Listed records.
┏━━

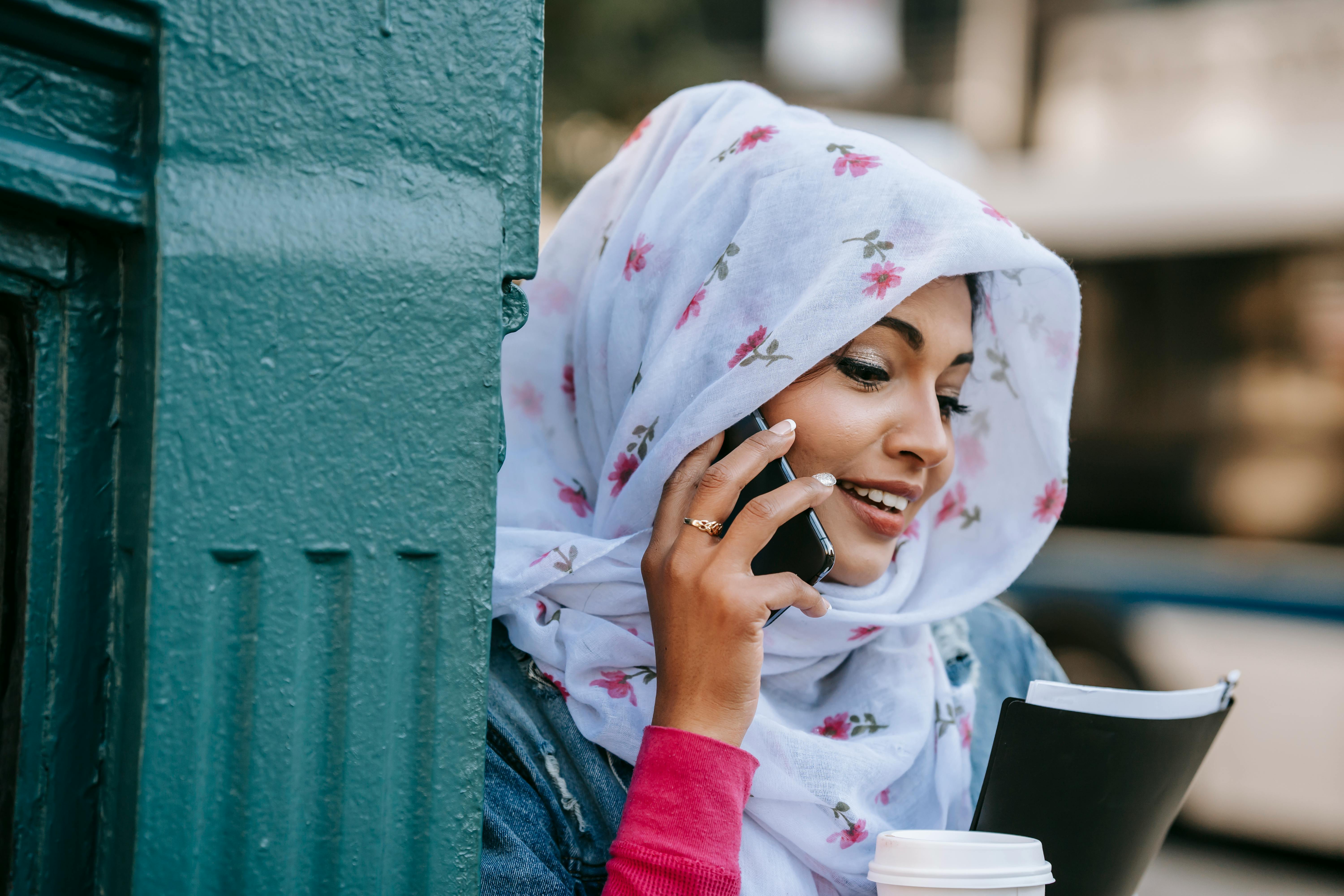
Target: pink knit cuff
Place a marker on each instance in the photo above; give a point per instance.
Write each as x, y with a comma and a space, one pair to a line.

┗━━
┏━━

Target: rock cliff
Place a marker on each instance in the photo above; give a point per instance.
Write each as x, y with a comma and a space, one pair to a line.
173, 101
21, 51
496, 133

┗━━
┏━━

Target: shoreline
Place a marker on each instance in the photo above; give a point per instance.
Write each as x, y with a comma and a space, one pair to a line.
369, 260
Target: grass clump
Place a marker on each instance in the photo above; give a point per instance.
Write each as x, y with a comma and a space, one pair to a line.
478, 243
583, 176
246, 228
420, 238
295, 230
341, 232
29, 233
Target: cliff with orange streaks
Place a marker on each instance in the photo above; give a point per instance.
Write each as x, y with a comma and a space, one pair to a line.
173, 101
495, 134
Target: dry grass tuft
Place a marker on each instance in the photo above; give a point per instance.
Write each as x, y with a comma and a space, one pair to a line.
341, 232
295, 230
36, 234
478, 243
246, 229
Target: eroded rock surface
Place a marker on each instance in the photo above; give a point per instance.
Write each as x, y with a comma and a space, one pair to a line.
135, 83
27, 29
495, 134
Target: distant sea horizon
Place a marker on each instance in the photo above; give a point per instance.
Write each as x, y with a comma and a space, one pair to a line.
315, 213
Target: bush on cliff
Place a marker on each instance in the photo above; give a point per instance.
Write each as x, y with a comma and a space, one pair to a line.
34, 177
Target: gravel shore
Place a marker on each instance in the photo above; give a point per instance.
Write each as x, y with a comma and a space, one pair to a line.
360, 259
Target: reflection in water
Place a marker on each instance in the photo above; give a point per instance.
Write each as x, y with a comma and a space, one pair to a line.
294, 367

┗━━

Given task. Locate every line above that contains the string "rock", matching case exactly, and copy each of those lines.

Solution below.
Target: rock cliff
Target: eroded rock surface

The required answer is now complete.